_Цель задания_
Допишите статью о Берлинской стене, начав сразу после ее последнего предложения.
------ Фрагмент текста ------
Дважды по 10 315 дней

годовщина

Больше 28 лет Берлин был разделен стеной. Больше 28 лет назад Берлинской стены не стало. Однако сегодня в Европе снова поднимают голову старые демоны тоталитаризма. О перспективах реставрации авторитарного начала "Д" рассказывает Франк Хофманн.

Это случилось 10 365 дней назад и не забудется Германий и всей Европой никогда

Фото: picture-alliance / dpa/ ТАСС

5 февраля 2018 года. Вполне возможно, что эта дата не привлекла к себе особого внимания даже в самом Берлине. И тем не менее для мегаполиса, некогда разделенного надвое, она имеет особенное значение. Она говорит нам об интеграции и надежде, о молодости, новом поколении берлинцев, уже не знающих, где именно проходила стена и где они сейчас, на старом Западе или на новом Востоке. 5 февраля 2018 года Берлин прожил без стены столько же дней, сколько городу пришлось мириться с этим позорным архитектурным клеймом. 10 315 дней простояла конструкция, посредством которой Эрих Хонеккер якобы хотел отгородить Западный Берлин и построил тюрьму прежде всего для граждан самой ГДР. 10 315 дней прошли с 13 августа 1961 года и до той счастливой ночи 9 ноября 1989 года, когда разделенный город вновь объединился. Другие 10 315 дней с этого момента истекли 5 февраля 2018 года.

В мемориальном комплексе "Берлинская стена" на Бернауэрштрассе — музее под открытым небом протяженностью чуть больше километра — несколько сотен туристов и группы школьников ежедневно вспоминают ужасы, связанные с этим сооружением. Родители показывают детям, что творилось, когда город с миллионным населением был разделен кирпично-бетонным монстром, самострелами, противотанковыми укреплениями и приказом открывать огонь на поражение, в результате чего семьи и друзья почти 30 лет существовали практически в параллельных мирах.
------ Предоставленные данные ------
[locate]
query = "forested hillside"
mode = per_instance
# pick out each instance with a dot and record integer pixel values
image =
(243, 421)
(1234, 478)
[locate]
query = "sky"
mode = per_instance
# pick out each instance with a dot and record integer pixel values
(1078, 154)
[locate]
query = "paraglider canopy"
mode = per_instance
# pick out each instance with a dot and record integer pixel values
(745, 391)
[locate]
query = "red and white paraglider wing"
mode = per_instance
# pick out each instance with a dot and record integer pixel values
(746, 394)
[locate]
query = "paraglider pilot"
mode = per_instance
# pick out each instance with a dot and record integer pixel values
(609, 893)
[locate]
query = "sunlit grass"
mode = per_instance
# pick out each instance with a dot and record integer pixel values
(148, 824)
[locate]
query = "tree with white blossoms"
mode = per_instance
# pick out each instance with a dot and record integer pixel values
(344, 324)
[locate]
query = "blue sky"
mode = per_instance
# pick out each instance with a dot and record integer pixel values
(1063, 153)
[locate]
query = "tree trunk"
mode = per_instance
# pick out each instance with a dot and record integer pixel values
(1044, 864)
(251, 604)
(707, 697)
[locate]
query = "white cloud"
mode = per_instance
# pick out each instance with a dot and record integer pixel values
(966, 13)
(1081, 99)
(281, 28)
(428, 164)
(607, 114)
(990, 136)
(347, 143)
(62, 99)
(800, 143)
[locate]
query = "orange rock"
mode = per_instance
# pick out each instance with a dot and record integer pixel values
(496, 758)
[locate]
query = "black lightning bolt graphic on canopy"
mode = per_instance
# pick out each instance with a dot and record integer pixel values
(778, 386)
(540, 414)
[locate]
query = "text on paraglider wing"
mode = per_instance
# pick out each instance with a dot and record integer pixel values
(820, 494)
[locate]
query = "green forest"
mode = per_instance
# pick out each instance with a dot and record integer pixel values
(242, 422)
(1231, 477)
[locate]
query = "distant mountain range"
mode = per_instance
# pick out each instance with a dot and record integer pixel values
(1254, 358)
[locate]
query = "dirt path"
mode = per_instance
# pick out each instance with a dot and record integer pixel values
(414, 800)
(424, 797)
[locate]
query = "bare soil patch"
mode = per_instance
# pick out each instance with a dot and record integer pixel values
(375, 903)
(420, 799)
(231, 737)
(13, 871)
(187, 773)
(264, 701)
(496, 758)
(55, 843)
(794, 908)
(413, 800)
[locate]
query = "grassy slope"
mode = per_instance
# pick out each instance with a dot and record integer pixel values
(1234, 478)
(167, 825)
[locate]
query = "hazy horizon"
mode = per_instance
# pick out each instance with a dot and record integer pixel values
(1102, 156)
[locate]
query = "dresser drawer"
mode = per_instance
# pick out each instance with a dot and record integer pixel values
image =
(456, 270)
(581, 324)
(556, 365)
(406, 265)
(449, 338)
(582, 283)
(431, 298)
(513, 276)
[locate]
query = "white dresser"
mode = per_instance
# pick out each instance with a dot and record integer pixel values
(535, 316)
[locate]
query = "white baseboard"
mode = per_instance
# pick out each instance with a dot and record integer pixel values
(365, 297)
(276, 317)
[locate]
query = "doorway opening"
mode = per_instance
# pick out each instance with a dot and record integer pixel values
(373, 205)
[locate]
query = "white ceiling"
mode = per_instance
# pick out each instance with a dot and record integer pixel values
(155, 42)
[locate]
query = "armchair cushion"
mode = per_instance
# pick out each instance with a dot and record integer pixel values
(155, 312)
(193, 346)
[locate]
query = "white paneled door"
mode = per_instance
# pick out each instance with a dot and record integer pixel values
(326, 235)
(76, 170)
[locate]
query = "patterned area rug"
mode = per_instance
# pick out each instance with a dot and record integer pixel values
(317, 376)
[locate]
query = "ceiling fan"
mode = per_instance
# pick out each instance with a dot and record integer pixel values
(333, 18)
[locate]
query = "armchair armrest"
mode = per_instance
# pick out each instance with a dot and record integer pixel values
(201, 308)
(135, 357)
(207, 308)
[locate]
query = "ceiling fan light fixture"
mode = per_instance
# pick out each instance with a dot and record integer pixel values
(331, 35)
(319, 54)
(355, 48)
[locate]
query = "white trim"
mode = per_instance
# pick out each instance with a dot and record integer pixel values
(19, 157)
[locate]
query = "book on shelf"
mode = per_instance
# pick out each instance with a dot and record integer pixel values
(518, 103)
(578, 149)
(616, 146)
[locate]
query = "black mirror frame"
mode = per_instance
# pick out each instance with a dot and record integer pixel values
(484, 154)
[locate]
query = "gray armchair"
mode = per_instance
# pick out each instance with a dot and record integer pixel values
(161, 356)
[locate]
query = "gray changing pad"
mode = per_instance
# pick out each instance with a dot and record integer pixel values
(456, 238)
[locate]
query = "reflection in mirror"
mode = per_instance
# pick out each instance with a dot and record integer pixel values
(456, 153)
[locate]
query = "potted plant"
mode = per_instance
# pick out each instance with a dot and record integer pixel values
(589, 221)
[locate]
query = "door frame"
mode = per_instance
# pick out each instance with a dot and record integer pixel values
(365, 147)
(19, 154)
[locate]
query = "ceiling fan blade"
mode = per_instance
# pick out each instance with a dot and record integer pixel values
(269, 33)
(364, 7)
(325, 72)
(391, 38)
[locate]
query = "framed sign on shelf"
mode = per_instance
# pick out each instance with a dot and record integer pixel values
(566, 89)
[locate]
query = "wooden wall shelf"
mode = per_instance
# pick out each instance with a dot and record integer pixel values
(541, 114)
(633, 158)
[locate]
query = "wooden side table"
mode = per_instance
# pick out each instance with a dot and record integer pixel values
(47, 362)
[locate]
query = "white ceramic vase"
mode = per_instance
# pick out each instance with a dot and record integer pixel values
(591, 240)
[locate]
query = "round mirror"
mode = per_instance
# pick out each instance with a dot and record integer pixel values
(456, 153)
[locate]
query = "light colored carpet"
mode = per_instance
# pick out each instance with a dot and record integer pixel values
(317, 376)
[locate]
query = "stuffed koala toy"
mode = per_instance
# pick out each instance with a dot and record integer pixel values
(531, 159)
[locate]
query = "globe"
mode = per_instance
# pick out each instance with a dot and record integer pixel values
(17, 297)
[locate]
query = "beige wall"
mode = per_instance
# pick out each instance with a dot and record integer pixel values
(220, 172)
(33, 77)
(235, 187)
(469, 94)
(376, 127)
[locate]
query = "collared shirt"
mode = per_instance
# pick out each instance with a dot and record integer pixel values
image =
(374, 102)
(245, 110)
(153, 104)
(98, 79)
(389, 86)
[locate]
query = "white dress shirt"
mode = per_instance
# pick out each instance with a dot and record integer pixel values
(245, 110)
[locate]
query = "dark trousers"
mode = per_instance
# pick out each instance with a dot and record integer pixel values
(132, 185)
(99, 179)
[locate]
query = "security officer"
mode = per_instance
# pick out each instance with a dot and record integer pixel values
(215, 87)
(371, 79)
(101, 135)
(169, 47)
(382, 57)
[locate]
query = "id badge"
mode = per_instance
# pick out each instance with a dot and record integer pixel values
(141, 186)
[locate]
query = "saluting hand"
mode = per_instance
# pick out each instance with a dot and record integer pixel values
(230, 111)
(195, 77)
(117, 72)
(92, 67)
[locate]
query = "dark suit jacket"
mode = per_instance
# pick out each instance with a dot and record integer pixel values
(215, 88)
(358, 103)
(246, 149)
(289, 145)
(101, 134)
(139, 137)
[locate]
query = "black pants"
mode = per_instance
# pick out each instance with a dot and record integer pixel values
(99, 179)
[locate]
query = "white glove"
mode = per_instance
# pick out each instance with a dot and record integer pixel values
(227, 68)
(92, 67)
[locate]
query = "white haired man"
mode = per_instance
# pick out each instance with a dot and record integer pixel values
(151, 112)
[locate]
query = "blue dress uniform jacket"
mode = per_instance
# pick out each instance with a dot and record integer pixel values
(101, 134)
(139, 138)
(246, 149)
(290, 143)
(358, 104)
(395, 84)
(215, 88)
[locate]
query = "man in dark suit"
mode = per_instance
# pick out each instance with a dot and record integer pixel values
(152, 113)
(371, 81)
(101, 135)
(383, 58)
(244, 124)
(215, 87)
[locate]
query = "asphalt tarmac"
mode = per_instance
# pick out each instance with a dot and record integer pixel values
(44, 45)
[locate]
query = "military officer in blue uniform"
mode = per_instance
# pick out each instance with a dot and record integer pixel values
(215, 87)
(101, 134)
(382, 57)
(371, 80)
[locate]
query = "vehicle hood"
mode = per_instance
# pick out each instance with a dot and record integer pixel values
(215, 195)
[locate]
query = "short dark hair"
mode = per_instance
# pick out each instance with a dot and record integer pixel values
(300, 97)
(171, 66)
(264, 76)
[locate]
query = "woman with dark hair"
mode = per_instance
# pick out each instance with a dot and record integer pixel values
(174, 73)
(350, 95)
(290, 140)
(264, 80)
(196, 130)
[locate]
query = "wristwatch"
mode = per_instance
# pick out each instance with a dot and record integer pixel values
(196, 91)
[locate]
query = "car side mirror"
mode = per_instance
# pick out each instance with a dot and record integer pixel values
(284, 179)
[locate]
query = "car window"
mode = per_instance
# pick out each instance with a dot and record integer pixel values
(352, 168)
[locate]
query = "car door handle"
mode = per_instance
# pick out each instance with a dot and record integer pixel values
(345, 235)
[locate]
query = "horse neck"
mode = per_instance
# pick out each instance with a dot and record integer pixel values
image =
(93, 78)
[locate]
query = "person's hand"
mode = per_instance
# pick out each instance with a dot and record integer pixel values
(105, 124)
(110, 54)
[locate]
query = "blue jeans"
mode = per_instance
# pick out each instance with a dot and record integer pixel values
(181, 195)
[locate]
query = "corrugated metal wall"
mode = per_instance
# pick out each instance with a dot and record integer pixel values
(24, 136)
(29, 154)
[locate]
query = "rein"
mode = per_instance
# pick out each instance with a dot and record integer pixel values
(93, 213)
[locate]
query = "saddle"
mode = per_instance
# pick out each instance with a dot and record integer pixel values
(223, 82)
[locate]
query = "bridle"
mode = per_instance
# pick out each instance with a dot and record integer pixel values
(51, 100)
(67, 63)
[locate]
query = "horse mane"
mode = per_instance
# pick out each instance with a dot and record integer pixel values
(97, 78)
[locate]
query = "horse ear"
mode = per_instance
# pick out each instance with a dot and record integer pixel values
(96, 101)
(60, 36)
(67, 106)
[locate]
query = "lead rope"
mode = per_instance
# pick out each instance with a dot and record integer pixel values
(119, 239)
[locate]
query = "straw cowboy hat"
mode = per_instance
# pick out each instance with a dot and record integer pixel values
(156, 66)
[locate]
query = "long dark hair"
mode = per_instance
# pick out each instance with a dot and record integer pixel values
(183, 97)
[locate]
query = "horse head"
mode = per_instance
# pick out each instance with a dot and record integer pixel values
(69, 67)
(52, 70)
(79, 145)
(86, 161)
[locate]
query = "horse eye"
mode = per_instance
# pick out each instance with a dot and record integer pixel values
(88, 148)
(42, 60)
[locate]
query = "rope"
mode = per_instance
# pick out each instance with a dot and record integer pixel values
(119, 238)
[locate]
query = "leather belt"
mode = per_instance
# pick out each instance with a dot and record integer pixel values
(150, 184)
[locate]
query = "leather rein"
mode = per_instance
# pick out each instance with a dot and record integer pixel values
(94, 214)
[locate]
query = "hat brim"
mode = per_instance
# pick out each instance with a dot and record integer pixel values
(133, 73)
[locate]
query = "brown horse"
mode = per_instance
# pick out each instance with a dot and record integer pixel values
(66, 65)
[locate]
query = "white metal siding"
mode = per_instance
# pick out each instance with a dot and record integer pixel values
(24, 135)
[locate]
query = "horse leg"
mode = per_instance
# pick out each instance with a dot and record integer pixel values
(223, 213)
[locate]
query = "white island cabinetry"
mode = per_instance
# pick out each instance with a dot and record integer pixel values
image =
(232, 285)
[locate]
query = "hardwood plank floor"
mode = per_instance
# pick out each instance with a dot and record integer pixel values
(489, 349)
------
_Результат задания_
Эрих Хонеккер был секретарем ЦК СЕПГ, отвечавшим за вопросы безопасности, в частности за операцию "Роза" — строительство стены посреди города. Этим дело не ограничилось: став генеральным секретарем СЕПГ в 1971 году, Хонеккер продолжил взращивать бетонное потомство. Появилось еще одно поколение — стена получила свою серую внешность. На последние усовершенствования, запланированные на конец 1980-х годов, не хватило средств: ГДР была в изнеможении. Экономически, морально седые старцы во главе восточногерманского государства рабочих и крестьян не знали, чем ответить на перемены в СССР.

Генеральный секретарь ЦК КПСС Михаил Горбачев с его перестройкой и гласностью дал старт переменам, приведшим к свободе мнений. Он призвал обсуждать проблемы ради спасения социализма. Число восточных немцев, подавших ходатайства о выезде, неуклонно росло, стена стала прозрачнее. Давление в котле под названием ГДР усиливалось.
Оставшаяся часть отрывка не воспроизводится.